### [DOCUMENT EXCERPT]
# # #
Data Sources: A PubMed search was completed in Clinical Queries using the key words pelvic pain and women. It was restricted to human, English language, and publication years 2008 to 2015. The search included meta-analyses, randomized controlled trials, clinical trials, and reviews. We also searched the Agency for Healthcare Research and Quality evidence reports, Clinical Evidence, the Cochrane database, Essential Evidence Plus, the Institute for Clinical Systems Improvement, the National Guideline Clearinghouse, and DynaMed. Date of last search: December 10, 2015.
# # #
### [DATA LISTING]
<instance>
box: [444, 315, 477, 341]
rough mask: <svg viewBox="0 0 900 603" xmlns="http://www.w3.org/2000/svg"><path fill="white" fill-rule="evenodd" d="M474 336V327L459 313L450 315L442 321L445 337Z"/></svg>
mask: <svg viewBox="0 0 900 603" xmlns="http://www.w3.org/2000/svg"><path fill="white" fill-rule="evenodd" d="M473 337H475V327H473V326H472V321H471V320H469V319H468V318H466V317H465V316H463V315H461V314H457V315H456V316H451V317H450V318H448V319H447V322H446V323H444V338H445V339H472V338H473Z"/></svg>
# # #
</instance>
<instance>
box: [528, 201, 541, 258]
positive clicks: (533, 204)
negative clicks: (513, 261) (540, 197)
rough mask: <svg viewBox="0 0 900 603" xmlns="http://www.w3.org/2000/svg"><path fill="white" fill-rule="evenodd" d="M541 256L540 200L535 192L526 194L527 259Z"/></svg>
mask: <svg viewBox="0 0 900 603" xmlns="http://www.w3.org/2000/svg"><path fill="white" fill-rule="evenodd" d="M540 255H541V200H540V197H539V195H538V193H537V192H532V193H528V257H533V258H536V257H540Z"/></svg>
# # #
### [WORK REQUIRED]
In the data sources passage, which publication years was the PubMed search restricted to? You can leave the records aside here.

### [SOLUTION TO THE EXERCISE]
2008 to 2015.